→ What you should do: A faithful copy of all the entries is required, with no pictures in it.

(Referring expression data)

* * * * * * *

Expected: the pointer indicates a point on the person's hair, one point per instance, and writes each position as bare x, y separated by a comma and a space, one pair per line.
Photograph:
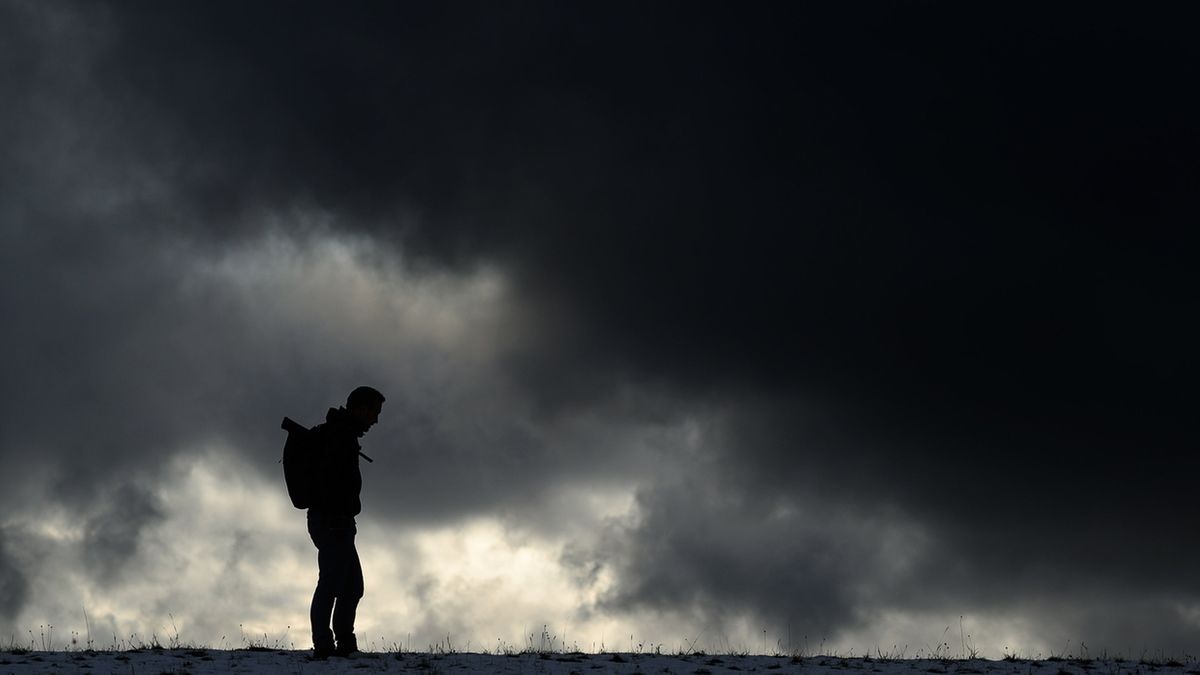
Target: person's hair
364, 396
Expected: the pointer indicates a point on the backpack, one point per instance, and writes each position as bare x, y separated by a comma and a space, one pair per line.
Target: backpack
300, 463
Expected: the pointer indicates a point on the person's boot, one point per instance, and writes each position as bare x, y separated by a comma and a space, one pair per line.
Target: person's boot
323, 651
346, 645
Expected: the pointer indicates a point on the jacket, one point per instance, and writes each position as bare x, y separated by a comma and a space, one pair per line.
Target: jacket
340, 482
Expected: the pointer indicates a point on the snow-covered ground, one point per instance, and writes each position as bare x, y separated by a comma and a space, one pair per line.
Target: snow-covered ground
204, 662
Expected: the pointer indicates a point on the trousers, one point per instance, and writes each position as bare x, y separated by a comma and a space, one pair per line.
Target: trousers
339, 580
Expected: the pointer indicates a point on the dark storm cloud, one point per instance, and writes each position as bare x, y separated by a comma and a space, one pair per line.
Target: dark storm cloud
13, 585
930, 260
112, 536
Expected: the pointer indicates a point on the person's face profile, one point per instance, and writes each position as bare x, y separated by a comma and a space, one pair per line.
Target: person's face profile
366, 414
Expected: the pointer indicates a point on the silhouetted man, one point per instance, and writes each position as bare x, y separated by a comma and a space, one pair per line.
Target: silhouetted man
331, 523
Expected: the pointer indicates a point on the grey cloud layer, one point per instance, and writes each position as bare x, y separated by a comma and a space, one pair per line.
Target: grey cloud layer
924, 264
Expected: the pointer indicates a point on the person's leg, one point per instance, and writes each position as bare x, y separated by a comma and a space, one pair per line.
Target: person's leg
348, 601
334, 549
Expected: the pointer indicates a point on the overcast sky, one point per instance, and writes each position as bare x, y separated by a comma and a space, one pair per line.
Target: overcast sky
741, 326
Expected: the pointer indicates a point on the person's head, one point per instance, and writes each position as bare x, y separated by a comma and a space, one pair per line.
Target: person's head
364, 405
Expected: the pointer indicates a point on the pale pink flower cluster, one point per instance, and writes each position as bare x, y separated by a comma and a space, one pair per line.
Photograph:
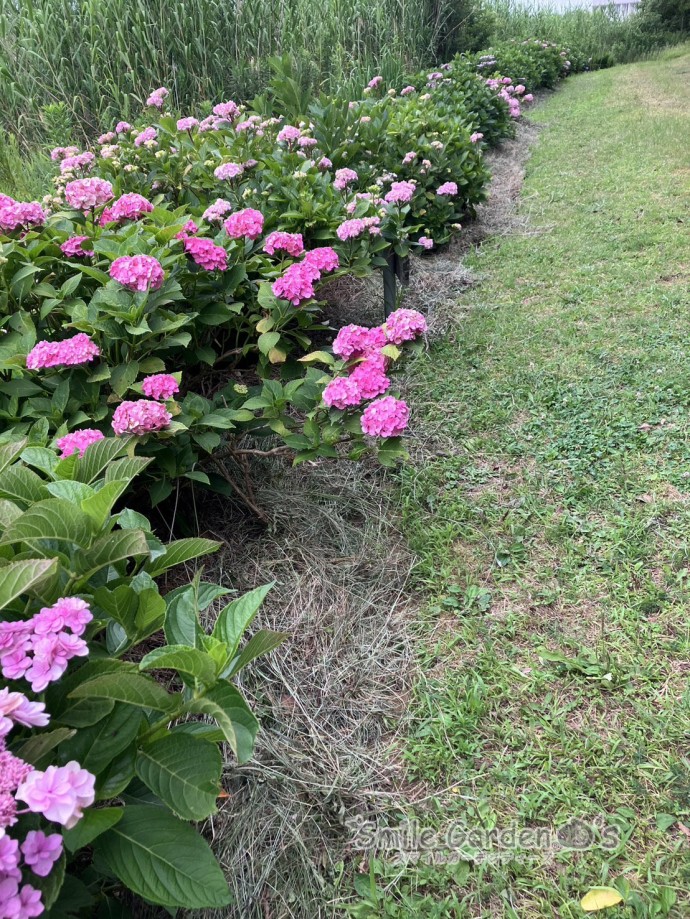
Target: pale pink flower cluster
83, 161
343, 178
351, 229
60, 793
138, 272
248, 223
130, 206
158, 97
206, 253
69, 352
78, 441
215, 212
87, 194
404, 325
74, 247
160, 386
147, 136
228, 171
140, 417
15, 215
289, 134
386, 417
292, 243
401, 193
39, 649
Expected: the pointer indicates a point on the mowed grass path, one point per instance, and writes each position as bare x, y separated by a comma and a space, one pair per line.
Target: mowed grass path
552, 520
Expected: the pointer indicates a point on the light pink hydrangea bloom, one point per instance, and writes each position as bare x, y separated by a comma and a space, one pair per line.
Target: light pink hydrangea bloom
386, 417
138, 272
160, 386
78, 441
292, 243
60, 793
206, 253
140, 417
86, 194
249, 223
69, 352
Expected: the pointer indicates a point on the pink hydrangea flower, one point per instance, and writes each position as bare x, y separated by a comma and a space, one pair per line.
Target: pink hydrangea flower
158, 97
146, 136
249, 223
296, 284
60, 793
343, 178
140, 417
69, 352
138, 272
206, 253
74, 247
160, 386
130, 207
370, 377
404, 325
386, 417
342, 393
289, 134
228, 171
41, 851
186, 124
323, 259
354, 341
15, 215
215, 212
78, 441
292, 243
401, 192
86, 194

* * * * * * *

→ Solution to the exercise:
Expected: the pointer indicates a point on the person's hair, one point per instance, and writes each position as bare x, y separated by a comma and a space, one pair per line.
Photograph:
Target: person's hair
364, 396
Expected: the pointer indicates a point on the backpack, one point per instance, and writes each position as bare x, y separated by a comma and a space, one pair per line.
Target: backpack
300, 463
Expected: the pointer indicates a point on the person's boot, one point per instance, and writes each position as bare x, y separated by a comma and a space, one pair per line.
Target: person's boot
323, 651
346, 645
Expected: the pointer indicates a point on the jacket, one point per instance, and writes each position as bare x, y separated by a comma and a space, one pair per line.
Target: jacket
340, 482
Expected: the pointer indicates a point on the snow-covered ground, one point per instance, and writes each position as bare x, y separated by a comma and a space, one pair per line.
Target: snow-covered ground
204, 662
Expected: the pointer indicates a point on the trousers, one point per instance, and writes each position as bare x, y separated by a comma and a space, one pair per line.
Target: trousers
339, 580
Expected: the pointer indicates a point on the dark storm cloud, one point per instance, and writes each position as bare x, y separated by a comma and a space, one pair per line.
Target: dark storm cloud
13, 585
930, 260
112, 536
Expected: the pointer indicates a point on the person's face profile, one point per instance, and writes each position as bare x, y separated by a comma and a space, one pair per line.
Target: person's face profile
366, 414
Expected: the pointer indicates a point on the silhouetted man, one point per instance, and writes each position as bare x, y separated by a comma and a space, one pair per line.
Target: silhouetted man
331, 523
Expected: the pointer indicates a point on the grey cloud layer, one point per instance, and writes each position as bare x, y separated by a comma and a space, one pair per line.
Target: grey cloud layer
924, 264
Expected: the pointer indicates a point on the person's leg, one point per instance, and writes each position as bare x, y separated by a comma and a space, one pair per line.
Target: person's leg
348, 601
334, 549
Expected: the pointer indicates a point on the overcast sky, one point per instance, and writes each position as bare x, y separated by a comma and a space, one pair per line.
Target: overcast sky
741, 326
Expected: the pointer indicates a point on the person's head, one point per instance, and writes each position as bare x, y separated by a comma and a space, one pair per line.
Target: person's head
364, 405
Expected: the pointer indicates a point on the pale pink flower cluster, one point per instance, and writes each position as bare x, y separated by a comma and a space, one pair per line.
Photograph:
Target: pale pink flower cluster
83, 161
343, 178
351, 229
60, 793
138, 272
248, 223
130, 206
158, 97
206, 253
69, 352
78, 441
215, 212
87, 194
404, 325
74, 247
160, 386
147, 136
228, 171
140, 417
15, 215
289, 134
386, 417
292, 243
401, 193
39, 649
Expected: the pointer indicates a point on the mowed grass path, one point per instance, and writes each position as bare x, y separated by a comma and a space, one pair per line.
Target: mowed grass path
552, 520
Expected: the pointer indicates a point on the light pink hydrangea bloom, one point per instance, and writes each position as bare x, y separated by a comma and a space, one pair per line.
Target: light pink hydrangea bloom
386, 417
138, 272
160, 386
78, 441
292, 243
60, 793
206, 253
140, 417
86, 194
249, 223
69, 352
Expected: the pointer indicates a point on the pink hydrangea flower, one point per instance, and writes each position as bare x, y separated by a comma and a space, one pair per line.
Target: pink hydrangea flower
158, 97
146, 136
249, 223
296, 284
60, 793
343, 178
140, 417
69, 352
138, 272
206, 253
74, 247
160, 386
130, 207
370, 377
404, 325
386, 417
342, 393
289, 134
228, 171
41, 851
186, 124
323, 259
354, 341
15, 215
215, 212
78, 441
292, 243
401, 192
86, 194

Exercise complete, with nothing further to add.